Absolutely mate, i normally use non DI water to wash the car a panel / section at a time and then rinse each panel /section as i go with the DI water.


----------



## Mr Bigglesworth (Nov 12, 2009)

I'm think about getting one of these, but not sure what to get 11l, 15.4l, 23l, etc.

From what I've read taller and thinner is good, but best use of resin is from two in series. Not sure how much difference we are talking though in real life. 

Just got a water tester and is reading 326ppm, any idea how long a 11l vessel would last me in terms of litres?


----------



## Mr Bigglesworth (Nov 12, 2009)

Mr Bigglesworth said:


> I'm think about getting one of these, but not sure what to get 11l, 15.4l, 23l, etc.
> 
> From what I've read taller and thinner is good, but best use of resin is from two in series. Not sure how much difference we are talking though in real life.
> 
> Just got a water tester and is reading 326ppm, any idea how long a 11l vessel would last me in terms of litres?


To answer my own question on this , seems like would get 500-600l from a 11l unit. But have had advice that contact time is what is important so the aspect ratio comes into play to get the most from your resin - which is also what RaceGlaze's very useful thread about aspect ratios says (http://www.detailingworld.co.uk/forum/showthread.php?t=361829).

:: Material provided ::
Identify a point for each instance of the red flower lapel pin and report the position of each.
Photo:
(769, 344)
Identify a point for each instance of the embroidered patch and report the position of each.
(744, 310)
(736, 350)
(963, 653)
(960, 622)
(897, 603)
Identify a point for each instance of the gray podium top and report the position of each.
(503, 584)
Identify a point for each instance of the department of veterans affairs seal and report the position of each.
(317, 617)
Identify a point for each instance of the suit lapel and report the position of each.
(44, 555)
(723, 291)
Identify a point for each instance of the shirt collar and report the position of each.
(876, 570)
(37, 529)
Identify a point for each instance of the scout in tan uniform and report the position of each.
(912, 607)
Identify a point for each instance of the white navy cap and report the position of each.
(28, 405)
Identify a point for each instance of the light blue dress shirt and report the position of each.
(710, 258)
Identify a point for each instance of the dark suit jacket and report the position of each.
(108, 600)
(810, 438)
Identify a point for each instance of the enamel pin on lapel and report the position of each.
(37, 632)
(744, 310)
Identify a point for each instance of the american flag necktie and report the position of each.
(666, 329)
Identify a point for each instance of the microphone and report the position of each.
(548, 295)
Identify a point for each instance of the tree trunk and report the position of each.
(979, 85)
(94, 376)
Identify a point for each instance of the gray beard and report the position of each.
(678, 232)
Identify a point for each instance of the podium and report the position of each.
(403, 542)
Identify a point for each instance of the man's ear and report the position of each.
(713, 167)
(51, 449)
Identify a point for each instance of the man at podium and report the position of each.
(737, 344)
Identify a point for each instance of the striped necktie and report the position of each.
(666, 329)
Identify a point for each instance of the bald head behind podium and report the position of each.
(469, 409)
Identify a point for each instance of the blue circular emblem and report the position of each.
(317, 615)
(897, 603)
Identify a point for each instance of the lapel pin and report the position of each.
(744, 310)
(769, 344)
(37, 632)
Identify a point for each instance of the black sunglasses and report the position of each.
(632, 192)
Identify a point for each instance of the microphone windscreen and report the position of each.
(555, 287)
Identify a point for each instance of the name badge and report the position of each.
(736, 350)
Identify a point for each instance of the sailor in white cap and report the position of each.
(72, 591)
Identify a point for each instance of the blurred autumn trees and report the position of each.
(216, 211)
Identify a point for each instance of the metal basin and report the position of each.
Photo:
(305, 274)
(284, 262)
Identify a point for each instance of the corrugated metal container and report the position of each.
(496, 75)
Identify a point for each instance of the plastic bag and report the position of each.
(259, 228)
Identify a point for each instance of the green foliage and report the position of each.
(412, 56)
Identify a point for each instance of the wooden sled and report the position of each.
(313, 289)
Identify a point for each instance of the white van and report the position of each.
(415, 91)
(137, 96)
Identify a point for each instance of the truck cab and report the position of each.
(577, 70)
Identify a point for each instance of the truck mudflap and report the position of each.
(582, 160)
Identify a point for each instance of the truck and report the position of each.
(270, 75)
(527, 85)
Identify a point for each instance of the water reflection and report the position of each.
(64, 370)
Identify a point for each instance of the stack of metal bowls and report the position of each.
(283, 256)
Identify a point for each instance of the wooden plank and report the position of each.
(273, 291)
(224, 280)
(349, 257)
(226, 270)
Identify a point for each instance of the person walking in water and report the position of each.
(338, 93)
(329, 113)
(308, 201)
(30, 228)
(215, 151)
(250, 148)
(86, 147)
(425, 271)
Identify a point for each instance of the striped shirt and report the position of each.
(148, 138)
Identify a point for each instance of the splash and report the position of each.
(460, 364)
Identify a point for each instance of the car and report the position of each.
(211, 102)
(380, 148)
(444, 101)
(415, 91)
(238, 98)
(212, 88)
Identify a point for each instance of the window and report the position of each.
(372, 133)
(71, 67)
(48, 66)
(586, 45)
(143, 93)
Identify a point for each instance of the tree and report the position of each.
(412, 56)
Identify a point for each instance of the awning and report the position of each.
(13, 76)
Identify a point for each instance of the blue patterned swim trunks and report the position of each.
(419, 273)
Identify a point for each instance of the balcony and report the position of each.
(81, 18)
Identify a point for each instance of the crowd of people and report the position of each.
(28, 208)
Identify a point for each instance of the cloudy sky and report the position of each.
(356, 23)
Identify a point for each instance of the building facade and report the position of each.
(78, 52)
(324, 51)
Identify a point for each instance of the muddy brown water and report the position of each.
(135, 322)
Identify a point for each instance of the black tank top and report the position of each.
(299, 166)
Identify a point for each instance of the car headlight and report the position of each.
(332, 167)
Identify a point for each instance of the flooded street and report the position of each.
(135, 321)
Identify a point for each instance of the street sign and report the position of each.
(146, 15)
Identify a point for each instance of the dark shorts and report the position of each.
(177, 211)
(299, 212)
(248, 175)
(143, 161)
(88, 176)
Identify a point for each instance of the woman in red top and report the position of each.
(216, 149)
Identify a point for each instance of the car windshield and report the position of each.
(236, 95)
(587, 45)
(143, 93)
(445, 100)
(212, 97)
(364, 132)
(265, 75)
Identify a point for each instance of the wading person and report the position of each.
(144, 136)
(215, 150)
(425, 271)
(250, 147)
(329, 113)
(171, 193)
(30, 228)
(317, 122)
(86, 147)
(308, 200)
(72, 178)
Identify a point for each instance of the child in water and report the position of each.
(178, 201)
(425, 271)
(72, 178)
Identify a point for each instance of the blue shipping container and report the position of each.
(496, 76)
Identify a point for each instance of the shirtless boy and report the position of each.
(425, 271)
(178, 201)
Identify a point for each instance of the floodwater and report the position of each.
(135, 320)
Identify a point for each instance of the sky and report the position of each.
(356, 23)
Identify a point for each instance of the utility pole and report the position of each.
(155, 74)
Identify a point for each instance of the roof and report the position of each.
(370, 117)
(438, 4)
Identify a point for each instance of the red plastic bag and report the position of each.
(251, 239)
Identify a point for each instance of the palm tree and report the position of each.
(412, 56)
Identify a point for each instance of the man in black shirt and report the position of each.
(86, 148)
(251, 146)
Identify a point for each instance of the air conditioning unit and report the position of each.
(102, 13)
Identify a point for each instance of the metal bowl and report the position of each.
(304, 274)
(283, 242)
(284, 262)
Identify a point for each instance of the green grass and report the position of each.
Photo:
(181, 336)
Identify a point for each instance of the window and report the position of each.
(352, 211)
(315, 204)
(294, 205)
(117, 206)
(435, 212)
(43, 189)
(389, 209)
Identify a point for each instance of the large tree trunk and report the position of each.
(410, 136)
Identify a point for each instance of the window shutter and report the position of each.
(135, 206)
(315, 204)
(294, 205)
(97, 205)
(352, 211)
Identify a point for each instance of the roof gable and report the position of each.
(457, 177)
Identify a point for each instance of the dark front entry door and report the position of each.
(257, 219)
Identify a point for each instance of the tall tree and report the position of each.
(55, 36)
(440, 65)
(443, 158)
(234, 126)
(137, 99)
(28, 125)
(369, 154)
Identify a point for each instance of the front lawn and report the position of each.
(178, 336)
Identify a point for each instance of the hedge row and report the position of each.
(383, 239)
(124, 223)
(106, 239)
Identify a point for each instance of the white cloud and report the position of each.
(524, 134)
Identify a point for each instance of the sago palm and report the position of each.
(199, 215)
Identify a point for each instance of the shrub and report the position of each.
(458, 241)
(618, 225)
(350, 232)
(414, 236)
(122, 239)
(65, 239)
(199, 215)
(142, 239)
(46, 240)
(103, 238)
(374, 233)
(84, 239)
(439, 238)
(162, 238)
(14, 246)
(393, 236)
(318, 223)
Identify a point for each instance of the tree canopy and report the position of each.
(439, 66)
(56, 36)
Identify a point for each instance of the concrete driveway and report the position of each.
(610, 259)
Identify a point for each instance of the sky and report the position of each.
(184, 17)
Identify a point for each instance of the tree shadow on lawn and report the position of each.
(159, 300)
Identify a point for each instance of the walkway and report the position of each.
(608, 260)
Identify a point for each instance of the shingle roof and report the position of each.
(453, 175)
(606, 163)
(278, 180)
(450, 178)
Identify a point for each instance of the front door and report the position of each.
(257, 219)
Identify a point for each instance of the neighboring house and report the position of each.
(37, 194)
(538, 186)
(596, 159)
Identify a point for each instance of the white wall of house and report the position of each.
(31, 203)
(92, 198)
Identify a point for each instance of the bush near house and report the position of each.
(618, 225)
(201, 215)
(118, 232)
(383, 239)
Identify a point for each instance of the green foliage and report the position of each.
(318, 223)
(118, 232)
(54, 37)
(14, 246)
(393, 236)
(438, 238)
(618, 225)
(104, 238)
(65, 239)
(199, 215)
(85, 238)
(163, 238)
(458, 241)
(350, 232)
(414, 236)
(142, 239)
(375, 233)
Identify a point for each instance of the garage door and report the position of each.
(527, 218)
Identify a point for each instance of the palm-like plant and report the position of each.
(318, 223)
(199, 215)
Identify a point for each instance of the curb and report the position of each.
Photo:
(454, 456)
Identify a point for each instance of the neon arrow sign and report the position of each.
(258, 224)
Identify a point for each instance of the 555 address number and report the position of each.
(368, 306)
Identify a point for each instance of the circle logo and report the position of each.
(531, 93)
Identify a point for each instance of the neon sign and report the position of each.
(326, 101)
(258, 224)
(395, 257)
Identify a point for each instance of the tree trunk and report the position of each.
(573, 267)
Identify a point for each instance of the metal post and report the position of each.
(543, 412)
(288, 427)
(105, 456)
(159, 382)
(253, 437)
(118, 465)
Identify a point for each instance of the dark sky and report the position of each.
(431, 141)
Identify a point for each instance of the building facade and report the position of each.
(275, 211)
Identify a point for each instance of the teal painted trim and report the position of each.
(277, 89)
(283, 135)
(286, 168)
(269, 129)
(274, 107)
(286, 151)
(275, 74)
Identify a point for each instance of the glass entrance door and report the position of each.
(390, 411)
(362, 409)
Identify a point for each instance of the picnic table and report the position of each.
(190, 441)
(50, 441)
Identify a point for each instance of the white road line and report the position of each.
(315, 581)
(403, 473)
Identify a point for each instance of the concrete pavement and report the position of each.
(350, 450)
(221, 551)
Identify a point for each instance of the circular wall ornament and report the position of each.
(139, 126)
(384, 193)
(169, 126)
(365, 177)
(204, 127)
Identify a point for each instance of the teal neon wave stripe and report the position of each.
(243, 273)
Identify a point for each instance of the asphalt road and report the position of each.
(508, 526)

:: Problems and tasks ::
[A] What reading did the new water tester give, according to the forum thread?
[B] How many lines in the records contain the word "suit"? Reply with the number only.

:: Answers below ::
[A] 326 ppm.

[B] 2